- **Passage**:
What to do in Madrid, Spain

Prado Museum Artistic Tour

Wind through the more impressive streets of the city and arrive at the Prado. This museum contains the world's greatest collection of Spanish paintings, especially works by Velázquez and Goya, ranging from the 12th to 19th centuries. Also housed is an impressive array of Italian and Flemish art, including Rubens and Botticelli.

Toledo Tour

This former capital of Spain is beautifully set on a hill above a river. Its history is rich, dating at least from the Roman occupation, through the Visigoth conquest in the Dark Ages to the medieval Moorish invasion. Each culture has left behind its religious, artistic, culinary, and architectural influence. The artist El Greco settled here in the 16th century and many of his works are exhibited. The cathedral is another of the most popular sights in the country.

El Escorial

One of the most famous sights in the country, this massive, architecturally austere palace was commissioned by Felipe II in 1563 in his desire for a puritanical life near his father's tomb. Despite this intent, there are sumptuous apartments decorated with exquisite art and marble sarcophagi that contain the remains of most Spanish monarchs.

Plaza Mayor

This impressive square is bordered all around by balconies, pinnacles, picture windows, and stepe slate roofs. Its dramatic atmosphere is utterly Castilian and its history is rich, having been over the centuries the site of bullfights, executions, pageants, and Inquisition trials, often attended by the king and queen.

Centro de Arte Reina Sofia

This museum/gallery showcases the best of contemporary art, including the works of such Spanish masters as Picasso, Dali, Miró, as well as foreigners like Bacon and Magritte. The highlight of the collection is Picasso's Guernica, depicting the horrors of war.

- **Task 1**: Please list every line of the listing below that contains the string "throughout", with case counting.

- **Data records**:
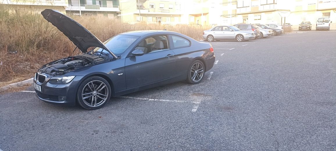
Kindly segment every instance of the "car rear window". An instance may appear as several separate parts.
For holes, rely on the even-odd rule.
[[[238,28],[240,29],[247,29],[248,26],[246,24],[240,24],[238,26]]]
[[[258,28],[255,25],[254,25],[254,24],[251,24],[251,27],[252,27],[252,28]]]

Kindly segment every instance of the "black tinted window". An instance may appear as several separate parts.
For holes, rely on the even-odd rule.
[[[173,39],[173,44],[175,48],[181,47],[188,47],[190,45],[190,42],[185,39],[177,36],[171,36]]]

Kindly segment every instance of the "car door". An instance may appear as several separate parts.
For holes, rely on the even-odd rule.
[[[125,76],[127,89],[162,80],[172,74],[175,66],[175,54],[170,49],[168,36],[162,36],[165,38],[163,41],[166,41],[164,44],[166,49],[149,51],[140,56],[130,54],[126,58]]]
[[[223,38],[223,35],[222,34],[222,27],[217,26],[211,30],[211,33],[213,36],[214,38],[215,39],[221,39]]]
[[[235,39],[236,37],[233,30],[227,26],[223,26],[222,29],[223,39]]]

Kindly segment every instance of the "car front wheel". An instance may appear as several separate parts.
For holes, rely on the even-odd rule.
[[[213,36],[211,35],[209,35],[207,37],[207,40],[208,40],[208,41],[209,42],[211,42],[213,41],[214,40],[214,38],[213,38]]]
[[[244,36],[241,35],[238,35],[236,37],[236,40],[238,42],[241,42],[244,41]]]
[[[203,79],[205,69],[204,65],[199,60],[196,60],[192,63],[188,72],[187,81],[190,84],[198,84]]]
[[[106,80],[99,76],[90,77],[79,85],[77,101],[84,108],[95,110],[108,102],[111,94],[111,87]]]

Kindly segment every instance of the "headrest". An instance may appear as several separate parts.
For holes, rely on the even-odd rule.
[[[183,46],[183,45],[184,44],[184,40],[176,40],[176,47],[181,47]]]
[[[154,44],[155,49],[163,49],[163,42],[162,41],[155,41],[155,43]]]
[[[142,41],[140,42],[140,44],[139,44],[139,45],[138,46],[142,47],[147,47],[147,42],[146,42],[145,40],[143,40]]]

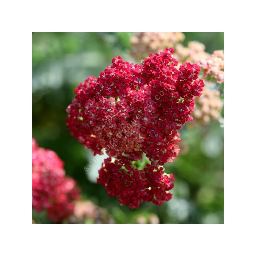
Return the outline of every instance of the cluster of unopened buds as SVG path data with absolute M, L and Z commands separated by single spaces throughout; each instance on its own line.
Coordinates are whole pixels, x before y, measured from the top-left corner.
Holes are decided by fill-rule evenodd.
--
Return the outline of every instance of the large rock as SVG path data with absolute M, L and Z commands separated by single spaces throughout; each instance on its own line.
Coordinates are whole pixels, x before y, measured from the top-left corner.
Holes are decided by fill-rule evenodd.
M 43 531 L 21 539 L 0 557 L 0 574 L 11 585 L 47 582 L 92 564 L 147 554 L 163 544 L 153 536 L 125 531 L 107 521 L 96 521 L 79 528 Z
...
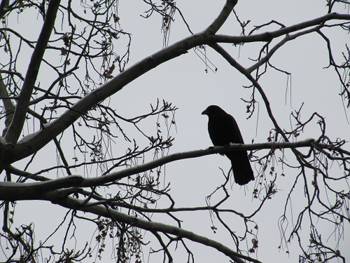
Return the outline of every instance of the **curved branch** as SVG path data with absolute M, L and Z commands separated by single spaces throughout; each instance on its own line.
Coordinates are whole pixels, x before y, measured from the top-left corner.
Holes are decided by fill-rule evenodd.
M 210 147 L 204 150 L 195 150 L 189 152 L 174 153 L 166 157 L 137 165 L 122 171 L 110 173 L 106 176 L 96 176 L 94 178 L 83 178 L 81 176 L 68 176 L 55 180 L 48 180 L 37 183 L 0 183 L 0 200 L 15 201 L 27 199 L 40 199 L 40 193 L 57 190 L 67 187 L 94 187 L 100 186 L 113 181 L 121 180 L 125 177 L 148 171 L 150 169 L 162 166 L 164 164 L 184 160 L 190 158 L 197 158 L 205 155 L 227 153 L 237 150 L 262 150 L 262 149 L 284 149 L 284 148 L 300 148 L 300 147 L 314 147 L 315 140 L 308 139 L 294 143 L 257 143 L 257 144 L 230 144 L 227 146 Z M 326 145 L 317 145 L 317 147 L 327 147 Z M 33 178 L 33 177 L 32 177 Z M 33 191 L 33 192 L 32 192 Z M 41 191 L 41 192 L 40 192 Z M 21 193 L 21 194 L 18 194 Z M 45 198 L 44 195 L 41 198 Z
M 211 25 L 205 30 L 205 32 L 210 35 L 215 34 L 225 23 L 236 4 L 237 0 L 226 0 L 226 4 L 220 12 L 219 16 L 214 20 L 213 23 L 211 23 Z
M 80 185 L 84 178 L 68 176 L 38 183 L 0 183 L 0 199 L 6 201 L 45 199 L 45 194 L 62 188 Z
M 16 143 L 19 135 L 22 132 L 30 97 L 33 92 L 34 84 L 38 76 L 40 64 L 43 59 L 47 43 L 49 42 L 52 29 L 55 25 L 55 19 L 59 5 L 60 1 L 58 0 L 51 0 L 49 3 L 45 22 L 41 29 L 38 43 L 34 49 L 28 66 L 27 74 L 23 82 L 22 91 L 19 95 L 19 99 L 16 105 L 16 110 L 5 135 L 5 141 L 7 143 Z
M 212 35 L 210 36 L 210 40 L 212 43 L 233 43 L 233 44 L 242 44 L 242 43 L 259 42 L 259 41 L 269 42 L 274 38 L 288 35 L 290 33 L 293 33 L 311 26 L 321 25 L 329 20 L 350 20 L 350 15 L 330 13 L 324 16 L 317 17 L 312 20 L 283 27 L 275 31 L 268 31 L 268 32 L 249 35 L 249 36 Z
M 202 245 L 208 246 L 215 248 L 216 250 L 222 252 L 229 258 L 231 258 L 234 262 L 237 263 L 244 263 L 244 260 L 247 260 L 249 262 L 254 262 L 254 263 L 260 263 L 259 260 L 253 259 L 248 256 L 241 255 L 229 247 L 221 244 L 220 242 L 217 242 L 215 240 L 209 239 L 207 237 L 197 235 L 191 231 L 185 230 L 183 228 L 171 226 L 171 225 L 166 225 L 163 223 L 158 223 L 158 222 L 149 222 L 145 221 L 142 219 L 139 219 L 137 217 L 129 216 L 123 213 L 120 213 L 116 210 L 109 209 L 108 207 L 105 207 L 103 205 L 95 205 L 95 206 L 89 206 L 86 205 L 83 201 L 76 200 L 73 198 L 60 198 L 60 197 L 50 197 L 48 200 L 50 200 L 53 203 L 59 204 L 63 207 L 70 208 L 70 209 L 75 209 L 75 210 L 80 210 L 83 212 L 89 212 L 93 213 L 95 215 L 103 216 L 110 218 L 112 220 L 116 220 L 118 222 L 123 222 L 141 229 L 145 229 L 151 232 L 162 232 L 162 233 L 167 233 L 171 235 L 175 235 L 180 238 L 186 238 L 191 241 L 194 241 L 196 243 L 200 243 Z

- **Task 2**: Reproduce part of the Madrid guide, beginning at the words "This impressive square" and stopping after "horrors of war.".

- **Output 1**:
Return the outline of every instance of the cluster of unopened buds as SVG path data with absolute M, L and Z commands separated by single spaces throughout; each instance on its own line.
Return the outline of every instance of the large rock as SVG path data with absolute M, L and Z commands separated by single spaces throughout; each instance on its own line.
Return the outline of every instance of the **curved branch** as SVG path data with absolute M, L and Z commands separated by single spaces throughout; each instance on its own line.

- **Output 2**:
This impressive square is bordered all around by balconies, pinnacles, picture windows, and stepe slate roofs. Its dramatic atmosphere is utterly Castilian and its history is rich, having been over the centuries the site of bullfights, executions, pageants, and Inquisition trials, often attended by the king and queen.

Centro de Arte Reina Sofia

This museum/gallery showcases the best of contemporary art, including the works of such Spanish masters as Picasso, Dali, Miró, as well as foreigners like Bacon and Magritte. The highlight of the collection is Picasso's Guernica, depicting the horrors of war.